(Stored records)
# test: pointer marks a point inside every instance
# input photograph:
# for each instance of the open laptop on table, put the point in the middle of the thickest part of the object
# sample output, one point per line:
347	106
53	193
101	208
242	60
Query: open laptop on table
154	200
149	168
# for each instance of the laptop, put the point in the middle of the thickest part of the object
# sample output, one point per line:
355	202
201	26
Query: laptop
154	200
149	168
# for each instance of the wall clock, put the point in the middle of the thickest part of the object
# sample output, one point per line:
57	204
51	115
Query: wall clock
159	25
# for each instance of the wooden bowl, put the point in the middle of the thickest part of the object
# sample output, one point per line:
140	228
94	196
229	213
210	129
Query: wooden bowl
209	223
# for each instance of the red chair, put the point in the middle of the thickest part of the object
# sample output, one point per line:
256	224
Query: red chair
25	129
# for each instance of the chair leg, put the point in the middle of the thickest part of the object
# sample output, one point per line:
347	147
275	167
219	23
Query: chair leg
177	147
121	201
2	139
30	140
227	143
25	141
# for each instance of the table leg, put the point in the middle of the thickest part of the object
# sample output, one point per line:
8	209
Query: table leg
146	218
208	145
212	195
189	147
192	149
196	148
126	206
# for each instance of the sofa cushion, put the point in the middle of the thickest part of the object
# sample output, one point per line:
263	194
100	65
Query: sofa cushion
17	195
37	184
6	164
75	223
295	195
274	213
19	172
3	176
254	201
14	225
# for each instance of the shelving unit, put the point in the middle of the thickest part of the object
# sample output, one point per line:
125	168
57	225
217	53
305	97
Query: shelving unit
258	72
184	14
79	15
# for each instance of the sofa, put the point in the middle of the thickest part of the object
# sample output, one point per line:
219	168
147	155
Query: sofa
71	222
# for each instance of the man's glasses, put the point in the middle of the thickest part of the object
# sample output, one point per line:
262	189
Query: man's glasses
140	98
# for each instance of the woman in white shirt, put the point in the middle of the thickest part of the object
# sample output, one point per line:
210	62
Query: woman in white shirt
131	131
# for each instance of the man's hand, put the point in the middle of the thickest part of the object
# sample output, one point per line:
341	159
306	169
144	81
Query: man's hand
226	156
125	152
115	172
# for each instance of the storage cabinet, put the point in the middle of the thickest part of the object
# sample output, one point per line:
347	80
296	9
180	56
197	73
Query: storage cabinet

• [Short task] Write the entire listing out again, word for word.

• [Solution below]
# test: pointer marks a point inside every instance
# input photograph:
# for each instance of the open laptop on table, put the point in the middle of the thickest part of the object
# sample output, one point per line:
347	106
53	193
101	208
242	60
Query: open laptop on table
154	200
149	168
# for each instance of the laptop, put the point in the middle of the thickest part of the object
# sample output, one point per line:
355	202
201	26
Query: laptop
154	200
149	168
# for each instance of the wall clock, put the point in the middle of the thickest part of the object
# sample output, one point per line:
57	204
51	115
Query: wall clock
159	25
# for each instance of the wooden bowl, put the point in the middle of the thickest part of the object
# sample output, one point per line:
140	228
94	196
229	213
210	129
Query: wooden bowl
209	223
# for each instance of the red chair, put the point in the middle of the thickest part of the object
# sample output, one point per line:
256	224
Query: red chair
25	129
# for each instance of the chair leg, put the point in the middle of the thickest part of the object
# sample output, one point per line:
347	147
275	167
219	23
Query: chair leg
177	147
121	201
2	139
30	140
227	143
25	141
# for each instance of the table leg, put the point in the middle of the thickest part of the object
# sample output, one point per line:
8	209
Query: table leg
146	218
208	145
212	195
189	147
192	149
196	148
126	206
# for each instance of the sofa cushion, put the point in the middle of the thickest part of the object
# sample output, one point per line:
263	194
100	65
Query: sofa cushion
17	195
37	184
6	164
75	223
295	195
274	213
19	172
3	176
254	201
14	225
# for each instance of the shelving unit, put the point in the middle of the thickest part of the object
# sample output, one point per line:
125	168
57	225
217	53
305	97
Query: shelving unit
258	72
184	14
79	15
# for each instance of the sofa, put the point in the middle of the thickest part of the object
# sample output, one point per line:
219	168
147	155
Query: sofa
71	222
# for each instance of the man's glasses, put the point in the middle of the thickest part of the object
# sample output, one point per line:
262	189
Query: man's glasses
140	98
# for each instance of the woman in white shirt, put the point in the middle of the thickest part of the object
# sample output, one point per line:
210	62
Query: woman in white shirt
131	131
# for each instance of the man's hand, put the point in the middle of the thickest part of the object
# sample output, one point per line:
341	159
306	169
144	81
Query: man's hand
226	156
125	152
115	172
# for each instance of the storage cabinet, put the point in the middle of the thickest part of the object
# sample output, one point per line:
347	80
296	9
180	56
197	73
Query: storage cabinet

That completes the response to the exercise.